Segment Start: SELECTED EXCERPT
The Busy Buddy is a multi-function tool that proves itself useful to have around the barn.
The following horses and owners were gifted a Busy Buddy and asked to test it out over the course of a month. From clipping overstimulation to a mouthy yearling, here are some ways that horses testing the Busy Buddy made use of it around the barn.
Top Envoy is a 2 year old Thoroughbred gelding that will grab the lead rope and try to bite when he’s being haltered and led. Typical corrections on the racetrack could involve a lip chain, but his owner opted for putting a Busy Buddy on his halter as a permanent feature. Top Envoy accepts it like a bit when his halter is put on and he enjoys chewing and mouthing it, helping him become less mouthy towards his environment. Having the Busy Buddy also helps him stay more relaxed while being handled and decreases the likelihood of him escalating his behavior.
Skippy is a 25 year old Appaloosa/TB gelding that was getting agitated and nervous while his owner was body clipping him. After attempting to distract him with treats and some scratches from a helper, she put the Busy Buddy on in an effort to soothe him. As you can see in the video below, the horse instantly relaxed and stood still for the rest of his clip, without correction or need for a second handler.
Segment End: SELECTED EXCERPT
— WHAT YOU NEED TO DO —
(A) According to the Busy Buddy text, what breed and age is Top Envoy?
(B) In the Busy Buddy text, list everything Skippy's owner tried in order to calm him during body clipping.
(C) Transcribe the part of the Busy Buddy text between "The following horses" and "escalating his behavior.", inclusive.
Segment Start: EXERCISE DATA
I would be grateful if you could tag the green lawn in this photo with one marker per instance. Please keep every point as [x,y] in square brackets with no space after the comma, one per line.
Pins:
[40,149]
Segment End: EXERCISE DATA
— ANSWERS FOR THIS EXERCISE —
(A) A 2-year-old Thoroughbred gelding.

(B) Treats, scratches from a helper, and the Busy Buddy.

(C)
The following horses and owners were gifted a Busy Buddy and asked to test it out over the course of a month. From clipping overstimulation to a mouthy yearling, here are some ways that horses testing the Busy Buddy made use of it around the barn.
Top Envoy is a 2 year old Thoroughbred gelding that will grab the lead rope and try to bite when he’s being haltered and led. Typical corrections on the racetrack could involve a lip chain, but his owner opted for putting a Busy Buddy on his halter as a permanent feature. Top Envoy accepts it like a bit when his halter is put on and he enjoys chewing and mouthing it, helping him become less mouthy towards his environment. Having the Busy Buddy also helps him stay more relaxed while being handled and decreases the likelihood of him escalating his behavior.